━━━ Entries shown

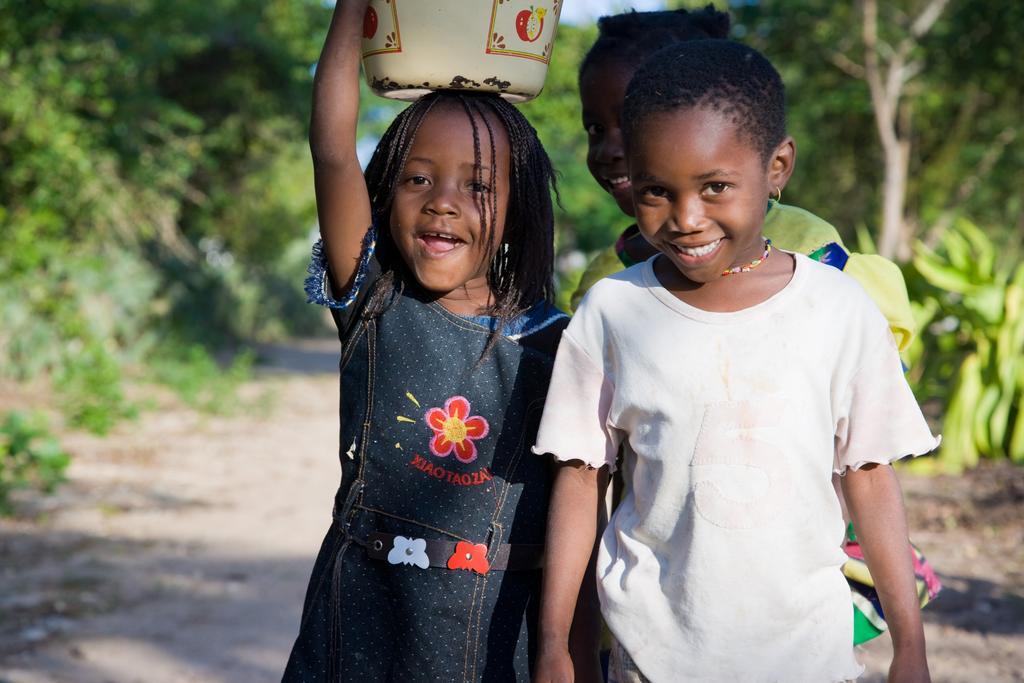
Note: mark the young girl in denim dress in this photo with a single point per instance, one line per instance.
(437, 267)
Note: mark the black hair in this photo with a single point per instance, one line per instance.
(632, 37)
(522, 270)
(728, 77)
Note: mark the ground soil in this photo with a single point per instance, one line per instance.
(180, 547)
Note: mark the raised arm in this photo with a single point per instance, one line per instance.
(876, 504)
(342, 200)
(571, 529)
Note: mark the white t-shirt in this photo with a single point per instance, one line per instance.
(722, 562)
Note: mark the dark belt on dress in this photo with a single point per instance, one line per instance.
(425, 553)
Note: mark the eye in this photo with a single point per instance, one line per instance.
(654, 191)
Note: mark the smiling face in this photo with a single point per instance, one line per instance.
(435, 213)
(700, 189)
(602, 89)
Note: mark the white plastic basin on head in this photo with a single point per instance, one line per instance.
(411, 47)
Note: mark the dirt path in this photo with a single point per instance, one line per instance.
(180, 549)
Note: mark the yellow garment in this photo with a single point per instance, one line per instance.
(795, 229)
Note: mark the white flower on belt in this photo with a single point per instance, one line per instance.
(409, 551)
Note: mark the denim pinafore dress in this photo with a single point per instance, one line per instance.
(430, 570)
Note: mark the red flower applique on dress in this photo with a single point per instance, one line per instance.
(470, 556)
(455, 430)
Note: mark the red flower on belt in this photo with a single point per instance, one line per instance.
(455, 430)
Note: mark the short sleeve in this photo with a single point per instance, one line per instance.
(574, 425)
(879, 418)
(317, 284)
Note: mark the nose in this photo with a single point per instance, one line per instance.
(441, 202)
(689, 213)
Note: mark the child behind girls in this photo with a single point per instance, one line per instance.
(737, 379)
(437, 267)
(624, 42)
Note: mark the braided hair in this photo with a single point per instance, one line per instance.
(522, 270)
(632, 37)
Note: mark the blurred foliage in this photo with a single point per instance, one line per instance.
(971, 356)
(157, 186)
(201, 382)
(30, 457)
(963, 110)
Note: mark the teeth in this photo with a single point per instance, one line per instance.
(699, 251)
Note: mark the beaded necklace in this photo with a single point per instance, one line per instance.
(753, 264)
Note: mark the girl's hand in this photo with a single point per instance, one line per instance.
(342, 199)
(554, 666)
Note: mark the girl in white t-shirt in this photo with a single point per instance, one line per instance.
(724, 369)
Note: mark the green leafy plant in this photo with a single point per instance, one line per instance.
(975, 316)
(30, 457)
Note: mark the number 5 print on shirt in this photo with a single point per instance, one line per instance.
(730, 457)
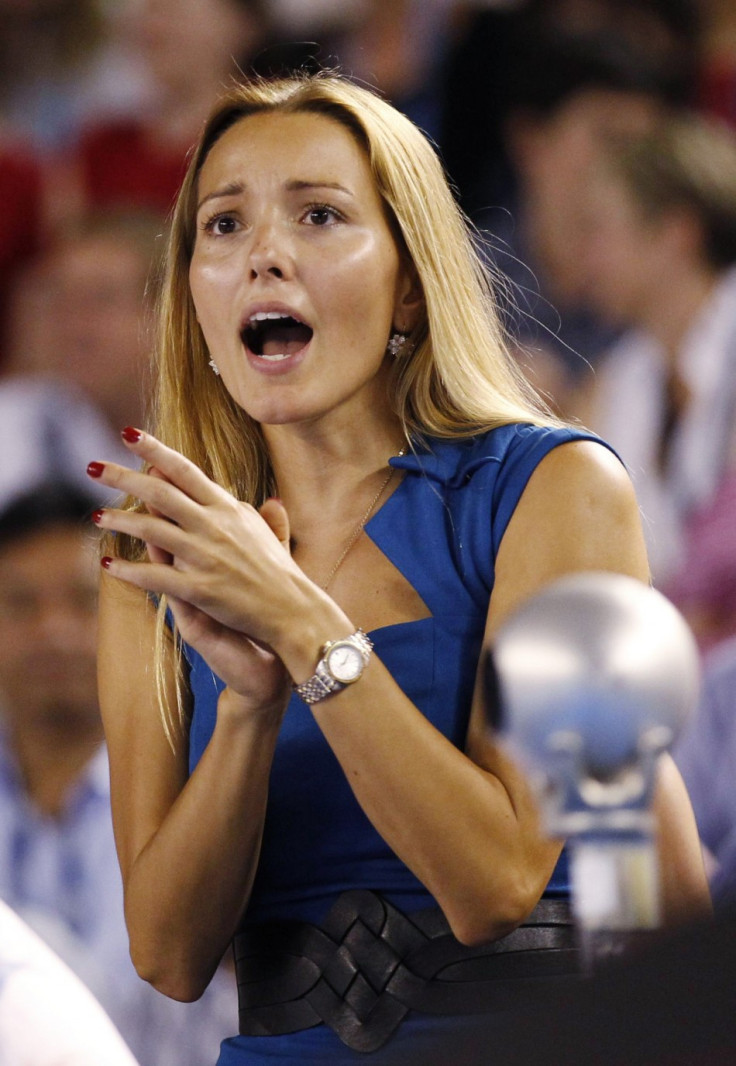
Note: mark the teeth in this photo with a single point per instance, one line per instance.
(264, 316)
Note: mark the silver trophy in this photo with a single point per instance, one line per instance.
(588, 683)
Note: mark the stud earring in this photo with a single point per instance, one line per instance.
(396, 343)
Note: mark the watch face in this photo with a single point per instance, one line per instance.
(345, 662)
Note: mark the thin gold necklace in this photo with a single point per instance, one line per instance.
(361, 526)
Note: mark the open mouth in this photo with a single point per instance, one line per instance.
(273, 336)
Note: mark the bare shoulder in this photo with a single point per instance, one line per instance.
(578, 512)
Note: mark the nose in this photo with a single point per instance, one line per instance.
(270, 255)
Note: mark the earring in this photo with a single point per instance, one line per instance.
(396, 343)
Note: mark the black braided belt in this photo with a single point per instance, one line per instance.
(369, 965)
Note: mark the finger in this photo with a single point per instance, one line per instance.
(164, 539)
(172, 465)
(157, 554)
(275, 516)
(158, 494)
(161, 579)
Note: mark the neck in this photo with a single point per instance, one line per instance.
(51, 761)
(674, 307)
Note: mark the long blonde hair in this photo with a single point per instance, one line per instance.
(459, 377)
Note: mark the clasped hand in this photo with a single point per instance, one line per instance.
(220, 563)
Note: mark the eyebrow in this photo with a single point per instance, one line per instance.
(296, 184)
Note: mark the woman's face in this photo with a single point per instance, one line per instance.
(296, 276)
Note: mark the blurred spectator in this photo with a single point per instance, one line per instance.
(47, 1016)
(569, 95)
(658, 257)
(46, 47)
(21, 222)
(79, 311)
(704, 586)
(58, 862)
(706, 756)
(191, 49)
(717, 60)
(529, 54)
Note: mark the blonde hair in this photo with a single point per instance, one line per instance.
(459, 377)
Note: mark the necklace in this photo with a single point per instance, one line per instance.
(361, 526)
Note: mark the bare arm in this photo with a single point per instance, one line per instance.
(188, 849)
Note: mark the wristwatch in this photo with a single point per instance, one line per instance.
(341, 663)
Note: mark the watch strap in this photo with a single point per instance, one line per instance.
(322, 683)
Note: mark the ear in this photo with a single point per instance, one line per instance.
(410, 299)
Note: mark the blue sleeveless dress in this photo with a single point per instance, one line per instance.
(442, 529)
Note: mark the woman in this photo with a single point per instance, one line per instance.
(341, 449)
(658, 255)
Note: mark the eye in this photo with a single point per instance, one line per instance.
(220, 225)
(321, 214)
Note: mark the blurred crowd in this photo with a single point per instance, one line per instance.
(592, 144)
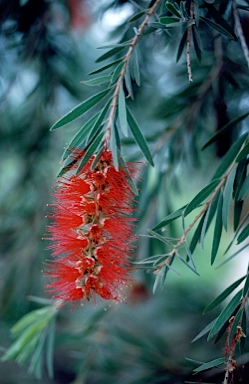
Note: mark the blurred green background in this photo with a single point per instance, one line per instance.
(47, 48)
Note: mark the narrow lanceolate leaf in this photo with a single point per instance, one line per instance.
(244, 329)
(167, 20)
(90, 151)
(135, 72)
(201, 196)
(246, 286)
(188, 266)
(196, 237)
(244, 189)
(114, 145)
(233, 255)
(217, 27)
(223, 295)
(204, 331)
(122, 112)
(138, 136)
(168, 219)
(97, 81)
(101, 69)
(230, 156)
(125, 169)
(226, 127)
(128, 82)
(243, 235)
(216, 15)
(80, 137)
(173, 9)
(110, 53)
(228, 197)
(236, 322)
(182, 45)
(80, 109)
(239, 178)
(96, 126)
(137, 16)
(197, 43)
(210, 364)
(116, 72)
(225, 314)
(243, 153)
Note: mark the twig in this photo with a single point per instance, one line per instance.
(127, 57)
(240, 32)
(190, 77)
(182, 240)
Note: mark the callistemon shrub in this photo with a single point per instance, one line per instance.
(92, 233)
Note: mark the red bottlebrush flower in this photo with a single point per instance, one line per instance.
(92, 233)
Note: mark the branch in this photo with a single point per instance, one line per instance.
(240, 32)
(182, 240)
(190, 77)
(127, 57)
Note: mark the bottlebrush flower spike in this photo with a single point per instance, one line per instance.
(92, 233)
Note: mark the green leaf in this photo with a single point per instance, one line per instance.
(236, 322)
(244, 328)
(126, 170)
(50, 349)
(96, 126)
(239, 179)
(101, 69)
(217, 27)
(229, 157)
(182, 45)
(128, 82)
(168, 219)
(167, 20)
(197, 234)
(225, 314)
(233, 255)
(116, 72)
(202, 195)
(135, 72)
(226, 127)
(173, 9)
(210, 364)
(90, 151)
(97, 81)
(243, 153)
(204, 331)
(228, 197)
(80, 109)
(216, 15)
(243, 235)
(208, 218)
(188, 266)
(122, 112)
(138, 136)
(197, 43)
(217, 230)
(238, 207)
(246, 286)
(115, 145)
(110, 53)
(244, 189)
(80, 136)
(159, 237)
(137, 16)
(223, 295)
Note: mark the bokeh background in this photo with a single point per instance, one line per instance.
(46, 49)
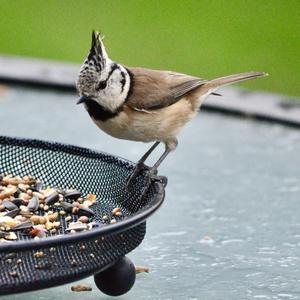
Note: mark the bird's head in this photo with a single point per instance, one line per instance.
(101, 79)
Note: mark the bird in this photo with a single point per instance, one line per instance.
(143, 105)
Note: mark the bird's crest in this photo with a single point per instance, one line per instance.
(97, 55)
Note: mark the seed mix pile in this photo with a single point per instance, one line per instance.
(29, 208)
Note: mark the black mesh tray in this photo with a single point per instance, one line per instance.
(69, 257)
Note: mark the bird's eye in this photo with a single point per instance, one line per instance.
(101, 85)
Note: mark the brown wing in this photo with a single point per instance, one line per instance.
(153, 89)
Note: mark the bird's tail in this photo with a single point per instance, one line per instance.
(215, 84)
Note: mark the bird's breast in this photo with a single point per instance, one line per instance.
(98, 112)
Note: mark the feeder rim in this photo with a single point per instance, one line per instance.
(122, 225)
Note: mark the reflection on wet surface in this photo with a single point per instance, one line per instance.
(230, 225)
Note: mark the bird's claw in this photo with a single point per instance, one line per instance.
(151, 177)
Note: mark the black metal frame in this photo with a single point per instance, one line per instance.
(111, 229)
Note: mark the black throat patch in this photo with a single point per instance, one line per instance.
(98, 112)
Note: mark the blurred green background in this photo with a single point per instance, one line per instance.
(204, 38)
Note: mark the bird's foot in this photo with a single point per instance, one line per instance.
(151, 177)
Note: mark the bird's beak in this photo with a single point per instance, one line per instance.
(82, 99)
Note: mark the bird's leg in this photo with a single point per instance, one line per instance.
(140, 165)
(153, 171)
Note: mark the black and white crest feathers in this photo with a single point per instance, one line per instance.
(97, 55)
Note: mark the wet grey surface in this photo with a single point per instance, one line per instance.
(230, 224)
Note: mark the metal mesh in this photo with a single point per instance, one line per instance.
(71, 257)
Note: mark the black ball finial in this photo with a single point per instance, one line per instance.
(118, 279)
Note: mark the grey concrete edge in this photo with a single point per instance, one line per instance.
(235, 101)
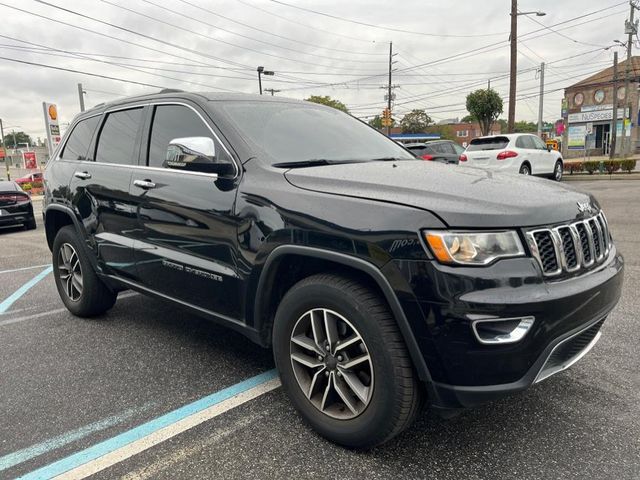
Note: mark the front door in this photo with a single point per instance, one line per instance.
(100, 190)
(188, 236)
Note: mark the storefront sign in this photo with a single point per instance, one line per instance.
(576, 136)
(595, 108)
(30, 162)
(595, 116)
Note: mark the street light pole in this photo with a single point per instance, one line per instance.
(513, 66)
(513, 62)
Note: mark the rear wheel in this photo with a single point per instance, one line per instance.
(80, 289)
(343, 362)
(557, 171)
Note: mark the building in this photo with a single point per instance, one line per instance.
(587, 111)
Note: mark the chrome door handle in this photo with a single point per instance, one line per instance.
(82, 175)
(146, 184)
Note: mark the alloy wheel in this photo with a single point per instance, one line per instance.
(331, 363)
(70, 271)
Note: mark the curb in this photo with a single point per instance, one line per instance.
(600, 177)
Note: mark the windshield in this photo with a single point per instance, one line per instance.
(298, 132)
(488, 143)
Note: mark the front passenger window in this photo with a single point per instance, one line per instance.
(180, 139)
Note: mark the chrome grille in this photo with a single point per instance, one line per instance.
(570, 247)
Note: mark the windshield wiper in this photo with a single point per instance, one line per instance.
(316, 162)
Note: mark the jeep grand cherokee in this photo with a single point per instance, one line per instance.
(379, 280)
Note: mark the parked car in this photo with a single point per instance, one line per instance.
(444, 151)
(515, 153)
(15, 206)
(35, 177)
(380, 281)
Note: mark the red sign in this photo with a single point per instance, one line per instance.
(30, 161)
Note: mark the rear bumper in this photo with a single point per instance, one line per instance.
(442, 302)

━━━━━━

## What is being asked:
Copy the lines word for word, starting with the line that contains "Note: mark the front door" and continuing through the last of the lines.

## Response:
Note: mark the front door in this photo with a single point per instance, one line per instance.
(100, 190)
(188, 236)
Note: mark the storefront sign in this photo with a single point per instance, one line per instance.
(576, 136)
(595, 108)
(30, 162)
(595, 116)
Note: mark the street light pole in this photo with a single point per instance, one line per instance.
(513, 66)
(513, 62)
Note: mark the rear wheel in this photo with a single point per instance, one line per instance.
(80, 289)
(343, 362)
(557, 171)
Note: mark the building in this photo with a single point per instance, one line per instance.
(587, 111)
Note: mark the chrome door handle in this photo with a single point per instance, one line per instance.
(82, 175)
(146, 184)
Note: mark the alloy wheel in this photo with a single point per instance, one line per instance.
(331, 363)
(70, 271)
Note: mark the curb in this photo with a single point per instance, one line per instance.
(600, 177)
Note: mark the windshield in this photo with a single point per instance, one line per instance.
(298, 132)
(488, 143)
Note: mark the front passenger window in this photo with a single point per instance, one line per instance.
(180, 139)
Note: mark the chrome grille in this photo with a single point per instance, one line per instance.
(570, 247)
Note: mark the windshield wiper in this photo with a single point per instance, one line per instance.
(316, 162)
Note: mark the jeep grand cherokee in this photo with a single point per instance, one line per instance.
(379, 280)
Note: mark the parked car in this photo with a single point per instance, one line per instance.
(444, 151)
(515, 153)
(15, 206)
(35, 177)
(380, 281)
Note: mark the red sign in this photo with a single point per instance, one line per instance.
(30, 161)
Note: mark the rear bumper in this photo with a single point per instance, one line per instance.
(442, 302)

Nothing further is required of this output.